Provided text
Can I represent arbitrary binary data in WTF-8 (or any extension of UTF-8)? - utf-8

A long time ago, there was a two-byte Unicode encoding UCS-2, but then it was determined that two bytes are sometimes not enough. In order to cram more codepoints into 16 bit, surrogate pairs were introduced in UTF-16. Since Windows started out with UCS-2, it doesn't enforce rules around surrogate pairs in some places, most notably file systems.
Programs that want to use UTF-8 internally have a problem now dealing with these invalid UTF-16 sequences. For this, WTF-8 was developed. It is mostly relaxed UTF-8, but it is able to round-trip invalid surrogate pairs.
Now it seems like it should be possible to relax UTF-8 a bit further, and allow it to represent arbitrary binary data, round-tripping safe. The strings I am thinking about are originally 99.9% either valid UTF-8, or almost valid UTF-16 of the kind WTF-8 can stomach. But occasionally there will be invalid byte sequences thrown in.
WTF-8 defines generalized UTF-8 as:
an encoding of sequences of code points (not restricted to Unicode scalar values) using 8-bit bytes, based on the same underlying algorithm as UTF-8. It is a strict superset of UTF-8 (like UTF-8 is a strict superset of ASCII).
Would generalized UTF-8 allow me to store arbitrary 32 bit sequences, and thus arbitrary data? Or is there another way, such as a unicode escape character? Things I don't want to do are base64 encoding or percent-encoding, since I want to leave valid unicode strings unchanged.

Entries from a point annotation set

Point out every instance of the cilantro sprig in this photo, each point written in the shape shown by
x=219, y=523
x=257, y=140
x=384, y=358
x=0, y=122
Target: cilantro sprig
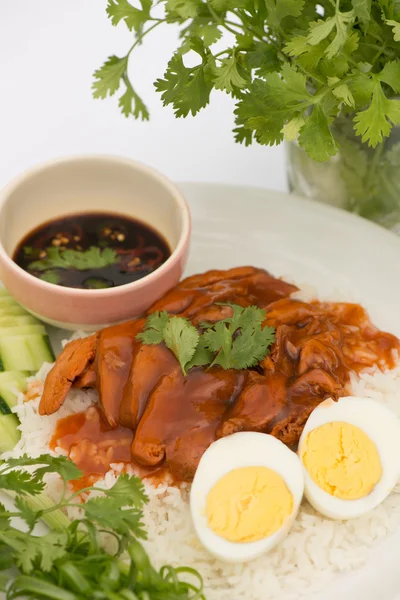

Set task
Pick up the post on storing arbitrary binary data in WTF-8 after its final sentence and continue it.

Exercise output
Standard disclaimer: I encountered this problem a couple times before, but right now it is an academic question, and I'm just interested in a straight answer how to do this. There is no XY problem :-)

Related

What are surrogate characters in UTF-8?

I have a strange validation program that validates wheather a utf-8 string is a valid host name(Zend Framework Hostname valdiator in PHP). It allows IDNs(internationalized domain names). It will compare each subdomain with sets of characters defined by their HEX bytes representation. Two such sets are D800-DB7F and DC00-DFFF. Php regexp comparing function called preg_match fails during these comparsions and it says that DC00-DFFF characters are not allowed in this function. From wikipedia I learned these bytes are called surrogate characters in UTF-8. What are thay and which characters they actually correspond to? I read in several places I still don't understand what they are.
What are surrogate characters in UTF-8?
This is almost like a trick question.
Approximate answer #1: 4 bytes (if paired and encoded in UTF-8).
Approximate answer #2: Invalid (if not paired).
Approximate answer #3: It's not UTF-8; It's Modified UTF-8.
Synopsis: The term doesn't apply to UTF-8.
Unicode codepoints have a range that needs 21 bits of data.
UTF-16 code units are 16 bits. UTF-16 encodes some ranges of Unicode codepoints as one code unit and others as pairs of two code units, the first from a "high" range, the second from a "low" range. Unicode reserves the codepoints that match the ranges of the high and low pairs as invalid. They are sometimes called surrogates but they are not characters. They don't mean anything by themselves.
UTF-8 code units are 8 bits. UTF-8 encodes several distinct ranges of codepoints in one to four code units, respectively.
#1 It happens that the codepoints that UTF-16 encodes with two 16-bit code units, UTF-8 encodes with 4 8-bit code units, and vice versa.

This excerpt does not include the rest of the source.